▸ **Le tue istruzioni**
Prosegui il testo sul fumatore che fece causa alla multinazionale del tabacco, ripartendo subito dopo la sua ultima frase.

Fumava due pacchetti di sigarette al giorno, si è ammalato di carcinoma al polmone e, contratta la malattia, ha cercato senza riuscirci di smettere. Ha fatto causa alla multinazionale del tabacco e ai Monopoli dello Stato sostenendo che alla base del suo fallimento ci fossero sostanze inserite nella sigaretta per indurre dipendenza fisica e psichica. L'ha persa, è morto prima che il procedimento si concludesse e ora i familiari si ritrovano con una condanna a dover pagare le spese legali di 20mila euro.

▸ **Dati dell'esercizio**
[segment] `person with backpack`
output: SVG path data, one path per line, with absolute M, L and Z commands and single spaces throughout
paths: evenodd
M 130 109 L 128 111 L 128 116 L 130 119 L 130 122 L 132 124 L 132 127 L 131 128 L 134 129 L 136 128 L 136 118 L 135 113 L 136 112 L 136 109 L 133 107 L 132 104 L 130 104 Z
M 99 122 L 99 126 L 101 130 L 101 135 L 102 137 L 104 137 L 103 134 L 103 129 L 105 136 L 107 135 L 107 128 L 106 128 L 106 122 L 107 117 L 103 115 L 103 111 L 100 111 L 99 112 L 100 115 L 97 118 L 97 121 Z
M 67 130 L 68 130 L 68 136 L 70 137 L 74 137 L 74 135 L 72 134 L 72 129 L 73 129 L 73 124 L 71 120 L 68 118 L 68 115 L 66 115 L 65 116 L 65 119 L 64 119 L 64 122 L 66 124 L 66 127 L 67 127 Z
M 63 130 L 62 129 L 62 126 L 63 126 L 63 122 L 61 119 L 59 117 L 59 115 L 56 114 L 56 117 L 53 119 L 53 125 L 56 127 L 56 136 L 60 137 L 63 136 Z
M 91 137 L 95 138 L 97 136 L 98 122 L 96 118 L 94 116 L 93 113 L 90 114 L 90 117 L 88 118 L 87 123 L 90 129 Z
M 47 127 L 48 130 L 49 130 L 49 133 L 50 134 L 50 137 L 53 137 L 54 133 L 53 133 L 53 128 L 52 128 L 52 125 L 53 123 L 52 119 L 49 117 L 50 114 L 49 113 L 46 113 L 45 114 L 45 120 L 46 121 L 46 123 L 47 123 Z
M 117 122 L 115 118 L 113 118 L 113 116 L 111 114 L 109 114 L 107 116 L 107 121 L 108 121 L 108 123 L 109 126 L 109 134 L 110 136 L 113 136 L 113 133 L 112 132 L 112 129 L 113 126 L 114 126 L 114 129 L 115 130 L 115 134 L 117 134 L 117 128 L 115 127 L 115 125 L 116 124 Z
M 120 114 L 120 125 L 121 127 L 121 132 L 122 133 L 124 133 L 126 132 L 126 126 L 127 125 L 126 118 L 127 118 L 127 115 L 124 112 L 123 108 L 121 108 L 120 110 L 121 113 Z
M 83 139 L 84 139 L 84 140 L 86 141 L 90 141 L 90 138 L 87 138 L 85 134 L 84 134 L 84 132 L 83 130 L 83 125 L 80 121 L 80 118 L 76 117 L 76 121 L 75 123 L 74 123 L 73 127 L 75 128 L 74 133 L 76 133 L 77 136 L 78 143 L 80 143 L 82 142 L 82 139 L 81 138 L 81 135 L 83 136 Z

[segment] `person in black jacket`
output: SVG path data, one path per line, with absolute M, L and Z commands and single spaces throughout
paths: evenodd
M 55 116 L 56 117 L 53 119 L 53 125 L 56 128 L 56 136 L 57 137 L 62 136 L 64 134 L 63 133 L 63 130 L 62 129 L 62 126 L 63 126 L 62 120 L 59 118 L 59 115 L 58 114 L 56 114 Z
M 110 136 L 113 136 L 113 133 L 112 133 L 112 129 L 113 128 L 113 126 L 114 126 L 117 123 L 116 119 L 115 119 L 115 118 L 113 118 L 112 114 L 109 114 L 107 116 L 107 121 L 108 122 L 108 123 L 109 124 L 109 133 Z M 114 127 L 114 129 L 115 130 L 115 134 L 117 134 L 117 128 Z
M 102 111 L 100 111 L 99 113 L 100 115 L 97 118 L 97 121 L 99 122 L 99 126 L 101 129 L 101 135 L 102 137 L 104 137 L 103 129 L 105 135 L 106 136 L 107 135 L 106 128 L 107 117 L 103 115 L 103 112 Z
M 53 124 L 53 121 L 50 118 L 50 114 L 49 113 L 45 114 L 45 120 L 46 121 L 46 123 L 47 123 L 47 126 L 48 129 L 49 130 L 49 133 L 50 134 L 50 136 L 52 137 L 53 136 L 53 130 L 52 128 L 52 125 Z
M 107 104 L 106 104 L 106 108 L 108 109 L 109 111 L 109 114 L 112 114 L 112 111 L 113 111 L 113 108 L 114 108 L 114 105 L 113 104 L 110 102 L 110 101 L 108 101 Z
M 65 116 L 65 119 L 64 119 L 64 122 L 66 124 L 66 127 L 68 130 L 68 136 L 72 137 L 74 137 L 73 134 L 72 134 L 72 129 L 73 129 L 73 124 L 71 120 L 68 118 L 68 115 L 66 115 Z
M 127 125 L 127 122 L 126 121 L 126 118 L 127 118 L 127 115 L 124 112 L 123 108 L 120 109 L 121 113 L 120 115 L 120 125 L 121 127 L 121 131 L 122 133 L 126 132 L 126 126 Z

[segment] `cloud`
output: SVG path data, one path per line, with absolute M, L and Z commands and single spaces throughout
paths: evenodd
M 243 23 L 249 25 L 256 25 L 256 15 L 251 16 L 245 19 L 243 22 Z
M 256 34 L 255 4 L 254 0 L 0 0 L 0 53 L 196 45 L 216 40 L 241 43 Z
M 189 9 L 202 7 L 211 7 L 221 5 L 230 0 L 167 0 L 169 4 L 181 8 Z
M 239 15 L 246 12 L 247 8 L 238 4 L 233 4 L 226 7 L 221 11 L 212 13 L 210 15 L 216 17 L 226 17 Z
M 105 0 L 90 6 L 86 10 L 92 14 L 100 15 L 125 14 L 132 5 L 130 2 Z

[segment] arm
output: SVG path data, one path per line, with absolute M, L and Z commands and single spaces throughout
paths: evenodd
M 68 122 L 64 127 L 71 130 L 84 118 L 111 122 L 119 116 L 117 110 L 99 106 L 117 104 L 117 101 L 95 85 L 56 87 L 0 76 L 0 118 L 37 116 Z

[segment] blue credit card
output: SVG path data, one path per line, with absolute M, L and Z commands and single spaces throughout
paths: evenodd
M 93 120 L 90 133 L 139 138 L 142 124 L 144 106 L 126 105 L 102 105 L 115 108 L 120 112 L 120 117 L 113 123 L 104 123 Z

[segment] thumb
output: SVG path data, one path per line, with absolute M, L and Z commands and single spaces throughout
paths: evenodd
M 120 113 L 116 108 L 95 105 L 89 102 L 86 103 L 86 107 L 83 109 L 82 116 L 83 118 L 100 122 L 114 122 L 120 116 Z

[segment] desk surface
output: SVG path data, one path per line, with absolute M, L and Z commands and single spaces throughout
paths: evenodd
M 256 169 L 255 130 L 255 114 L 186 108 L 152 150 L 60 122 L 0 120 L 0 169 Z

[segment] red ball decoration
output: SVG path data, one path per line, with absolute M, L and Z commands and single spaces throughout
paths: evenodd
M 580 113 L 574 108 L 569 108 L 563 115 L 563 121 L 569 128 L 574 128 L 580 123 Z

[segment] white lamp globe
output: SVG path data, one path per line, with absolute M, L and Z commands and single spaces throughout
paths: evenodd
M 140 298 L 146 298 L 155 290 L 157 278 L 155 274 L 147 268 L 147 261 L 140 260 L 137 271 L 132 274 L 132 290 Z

...

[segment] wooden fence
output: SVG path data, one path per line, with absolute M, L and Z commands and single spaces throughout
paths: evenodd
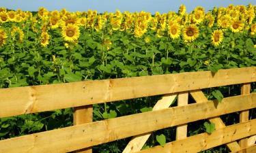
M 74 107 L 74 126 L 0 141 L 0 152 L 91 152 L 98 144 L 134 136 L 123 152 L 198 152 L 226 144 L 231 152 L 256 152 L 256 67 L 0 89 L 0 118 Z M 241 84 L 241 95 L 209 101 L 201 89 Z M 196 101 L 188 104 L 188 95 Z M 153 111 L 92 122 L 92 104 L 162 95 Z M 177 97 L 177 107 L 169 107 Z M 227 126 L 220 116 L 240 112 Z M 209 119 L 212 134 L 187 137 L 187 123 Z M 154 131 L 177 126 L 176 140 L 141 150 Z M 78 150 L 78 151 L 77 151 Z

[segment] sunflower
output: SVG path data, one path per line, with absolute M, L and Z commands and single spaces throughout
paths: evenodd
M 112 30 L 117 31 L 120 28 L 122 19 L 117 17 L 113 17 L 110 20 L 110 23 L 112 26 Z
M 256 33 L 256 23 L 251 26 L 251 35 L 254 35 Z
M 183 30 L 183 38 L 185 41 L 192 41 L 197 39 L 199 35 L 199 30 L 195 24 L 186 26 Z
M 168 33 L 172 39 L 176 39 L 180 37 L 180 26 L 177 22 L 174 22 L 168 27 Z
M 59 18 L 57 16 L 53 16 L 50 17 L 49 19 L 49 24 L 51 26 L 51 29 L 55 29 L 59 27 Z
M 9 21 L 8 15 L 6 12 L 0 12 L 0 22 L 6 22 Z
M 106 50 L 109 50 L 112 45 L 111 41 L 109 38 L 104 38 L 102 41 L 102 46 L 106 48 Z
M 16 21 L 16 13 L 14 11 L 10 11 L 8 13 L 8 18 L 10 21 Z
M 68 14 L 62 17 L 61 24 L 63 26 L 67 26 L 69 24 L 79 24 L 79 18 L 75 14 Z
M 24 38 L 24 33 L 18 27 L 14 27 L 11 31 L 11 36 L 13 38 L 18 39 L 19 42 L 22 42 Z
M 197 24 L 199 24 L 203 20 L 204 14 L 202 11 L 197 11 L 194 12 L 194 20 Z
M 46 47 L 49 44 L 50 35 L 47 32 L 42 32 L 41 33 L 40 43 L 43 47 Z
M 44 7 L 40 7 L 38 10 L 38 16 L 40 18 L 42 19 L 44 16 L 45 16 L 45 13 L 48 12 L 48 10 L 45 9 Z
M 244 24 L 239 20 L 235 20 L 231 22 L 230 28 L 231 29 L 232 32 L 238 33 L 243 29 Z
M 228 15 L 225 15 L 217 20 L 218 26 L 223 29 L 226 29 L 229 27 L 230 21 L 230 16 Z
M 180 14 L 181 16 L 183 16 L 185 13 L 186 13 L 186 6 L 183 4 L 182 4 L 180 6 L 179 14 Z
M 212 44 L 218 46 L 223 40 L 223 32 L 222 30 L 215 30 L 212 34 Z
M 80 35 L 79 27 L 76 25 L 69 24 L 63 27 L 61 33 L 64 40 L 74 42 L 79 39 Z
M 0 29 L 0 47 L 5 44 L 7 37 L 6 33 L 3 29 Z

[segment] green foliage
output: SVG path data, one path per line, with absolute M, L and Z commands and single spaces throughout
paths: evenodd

* * *

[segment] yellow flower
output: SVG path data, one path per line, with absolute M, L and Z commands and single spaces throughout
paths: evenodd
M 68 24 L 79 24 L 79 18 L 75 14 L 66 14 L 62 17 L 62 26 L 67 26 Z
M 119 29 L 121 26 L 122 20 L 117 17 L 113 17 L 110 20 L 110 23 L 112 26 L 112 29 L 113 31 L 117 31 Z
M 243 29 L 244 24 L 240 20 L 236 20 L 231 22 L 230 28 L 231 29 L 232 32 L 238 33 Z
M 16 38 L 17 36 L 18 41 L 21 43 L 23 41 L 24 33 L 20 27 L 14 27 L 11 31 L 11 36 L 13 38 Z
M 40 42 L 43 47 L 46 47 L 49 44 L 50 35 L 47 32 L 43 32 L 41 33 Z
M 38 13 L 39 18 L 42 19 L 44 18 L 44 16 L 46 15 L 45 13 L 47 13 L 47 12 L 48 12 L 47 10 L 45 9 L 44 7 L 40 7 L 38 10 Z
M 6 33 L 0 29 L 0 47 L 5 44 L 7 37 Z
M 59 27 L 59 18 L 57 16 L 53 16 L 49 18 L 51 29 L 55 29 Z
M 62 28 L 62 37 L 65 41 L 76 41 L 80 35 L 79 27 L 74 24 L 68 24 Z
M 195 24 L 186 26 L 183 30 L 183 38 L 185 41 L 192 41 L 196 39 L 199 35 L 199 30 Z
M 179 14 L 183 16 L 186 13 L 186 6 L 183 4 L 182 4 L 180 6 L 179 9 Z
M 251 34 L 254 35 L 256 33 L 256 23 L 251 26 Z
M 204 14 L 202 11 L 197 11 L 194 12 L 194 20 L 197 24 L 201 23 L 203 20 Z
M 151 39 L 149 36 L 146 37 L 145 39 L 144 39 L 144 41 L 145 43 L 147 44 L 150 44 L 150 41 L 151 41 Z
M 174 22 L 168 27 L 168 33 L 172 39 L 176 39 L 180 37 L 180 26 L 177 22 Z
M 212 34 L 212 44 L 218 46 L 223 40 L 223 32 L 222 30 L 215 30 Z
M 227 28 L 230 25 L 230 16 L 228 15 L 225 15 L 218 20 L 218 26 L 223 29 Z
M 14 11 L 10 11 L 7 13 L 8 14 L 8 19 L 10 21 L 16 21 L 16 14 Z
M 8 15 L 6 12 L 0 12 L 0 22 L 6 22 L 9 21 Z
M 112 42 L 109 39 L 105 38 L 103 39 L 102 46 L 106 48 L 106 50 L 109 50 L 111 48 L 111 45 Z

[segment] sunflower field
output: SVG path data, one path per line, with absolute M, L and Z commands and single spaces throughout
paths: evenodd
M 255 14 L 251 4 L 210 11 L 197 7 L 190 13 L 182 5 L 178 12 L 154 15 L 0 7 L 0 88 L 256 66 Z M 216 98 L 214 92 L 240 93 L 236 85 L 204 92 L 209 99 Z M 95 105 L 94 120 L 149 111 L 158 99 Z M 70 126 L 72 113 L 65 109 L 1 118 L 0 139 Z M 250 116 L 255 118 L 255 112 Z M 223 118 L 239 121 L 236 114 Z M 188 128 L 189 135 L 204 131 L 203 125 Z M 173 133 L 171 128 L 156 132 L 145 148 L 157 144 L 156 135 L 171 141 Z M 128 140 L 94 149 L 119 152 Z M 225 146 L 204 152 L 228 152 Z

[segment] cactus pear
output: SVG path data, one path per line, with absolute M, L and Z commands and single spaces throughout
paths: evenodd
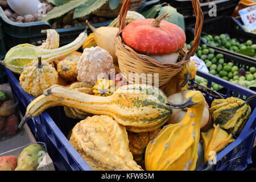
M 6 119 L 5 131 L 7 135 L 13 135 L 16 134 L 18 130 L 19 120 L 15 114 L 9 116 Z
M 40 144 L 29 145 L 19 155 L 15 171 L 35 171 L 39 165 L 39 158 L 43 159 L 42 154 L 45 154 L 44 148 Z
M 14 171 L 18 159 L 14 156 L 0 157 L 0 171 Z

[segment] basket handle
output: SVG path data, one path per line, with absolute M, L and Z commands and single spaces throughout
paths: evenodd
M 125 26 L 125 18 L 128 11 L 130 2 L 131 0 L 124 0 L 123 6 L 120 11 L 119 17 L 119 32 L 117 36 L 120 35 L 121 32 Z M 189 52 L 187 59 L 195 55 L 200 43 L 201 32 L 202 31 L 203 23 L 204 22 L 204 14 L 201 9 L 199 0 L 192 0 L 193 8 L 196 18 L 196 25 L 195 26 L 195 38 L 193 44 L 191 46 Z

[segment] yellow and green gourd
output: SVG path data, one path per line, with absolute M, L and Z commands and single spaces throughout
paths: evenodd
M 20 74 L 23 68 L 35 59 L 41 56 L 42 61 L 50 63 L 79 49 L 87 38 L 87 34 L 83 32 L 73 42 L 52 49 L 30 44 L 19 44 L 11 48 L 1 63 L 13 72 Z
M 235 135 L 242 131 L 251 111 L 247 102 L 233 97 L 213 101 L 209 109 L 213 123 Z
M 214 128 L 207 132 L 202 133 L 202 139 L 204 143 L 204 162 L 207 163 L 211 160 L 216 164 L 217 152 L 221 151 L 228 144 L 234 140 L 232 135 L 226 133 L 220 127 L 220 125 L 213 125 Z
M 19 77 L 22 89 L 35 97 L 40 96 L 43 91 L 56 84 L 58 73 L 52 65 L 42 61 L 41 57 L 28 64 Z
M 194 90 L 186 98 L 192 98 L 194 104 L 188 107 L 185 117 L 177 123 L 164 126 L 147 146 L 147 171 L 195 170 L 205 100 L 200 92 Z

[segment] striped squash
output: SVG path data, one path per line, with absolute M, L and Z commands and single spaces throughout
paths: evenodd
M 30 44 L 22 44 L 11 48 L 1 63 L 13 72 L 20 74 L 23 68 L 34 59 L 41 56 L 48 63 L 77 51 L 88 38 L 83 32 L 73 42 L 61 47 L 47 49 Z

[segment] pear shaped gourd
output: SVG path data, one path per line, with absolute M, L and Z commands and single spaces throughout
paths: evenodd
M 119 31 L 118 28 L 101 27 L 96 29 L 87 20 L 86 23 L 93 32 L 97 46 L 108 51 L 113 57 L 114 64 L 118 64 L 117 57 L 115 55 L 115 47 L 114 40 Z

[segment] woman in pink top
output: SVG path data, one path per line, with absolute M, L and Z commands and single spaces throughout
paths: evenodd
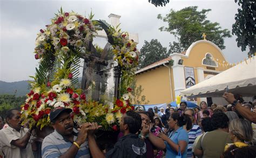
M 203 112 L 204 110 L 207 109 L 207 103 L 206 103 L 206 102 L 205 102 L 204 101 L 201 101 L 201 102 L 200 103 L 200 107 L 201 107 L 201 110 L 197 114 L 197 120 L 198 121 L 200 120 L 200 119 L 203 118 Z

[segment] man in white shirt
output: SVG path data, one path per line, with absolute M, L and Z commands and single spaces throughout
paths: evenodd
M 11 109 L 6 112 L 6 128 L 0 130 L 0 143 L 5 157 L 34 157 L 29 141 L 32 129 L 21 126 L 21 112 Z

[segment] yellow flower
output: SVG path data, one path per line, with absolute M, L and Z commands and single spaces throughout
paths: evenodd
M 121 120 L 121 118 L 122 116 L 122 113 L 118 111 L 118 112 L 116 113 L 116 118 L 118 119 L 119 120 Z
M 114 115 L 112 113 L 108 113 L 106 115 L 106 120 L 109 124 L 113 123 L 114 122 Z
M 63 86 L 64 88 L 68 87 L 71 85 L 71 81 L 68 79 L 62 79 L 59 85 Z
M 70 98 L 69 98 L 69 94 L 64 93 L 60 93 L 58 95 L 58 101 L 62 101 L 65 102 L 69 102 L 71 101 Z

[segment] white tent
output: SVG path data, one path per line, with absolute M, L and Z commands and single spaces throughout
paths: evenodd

▸ **Output atteso**
Punito dalla malattia e dalla giustizia - Il danno e la beffa per i parenti dello sfortunato tabagista, "punito" anche dopo la morte dalla sentenza della terza sezione civile della Cassazione. Accanto ai familiari dell'ormai defunto fumatore si schiera però adesso il Codacons, che li invita a rivolgersi, in un estremo tentativo, alla Corte europea. La Suprema Corte di Roma ha infatti addirittura aggravato le decisioni dei giudici di primo e secondo grado che avevano bocciato la richiesta ritenendo il vizio del fumo "un atto di volizione libero, consapevole e autonomo di un soggetto dotato di capacità di agire". Dopo il calvario del lungo e doloroso procedimento legale, dai magistrati della Cassazione è infatti arrivata la condanna alla vedova e ai figli del fumatore, uno dei quali minorenne, a rimborsare il conto delle spese legali.
Nel 2002 il primo ricorso alla giustizia - La storia aveva avuto inizio nel 2002, quando l'uomo cominciò davanti al tribunale di Roma la sua battaglia legale accusando il produttore delle sigarette di aver "subdolamente studiato e inserito nel prodotto sostanze in grado di generare uno stato di bisogno imperioso con dipendenza psichica e fisica" e sostenendo che non aveva informato adeguatamente i consumatori.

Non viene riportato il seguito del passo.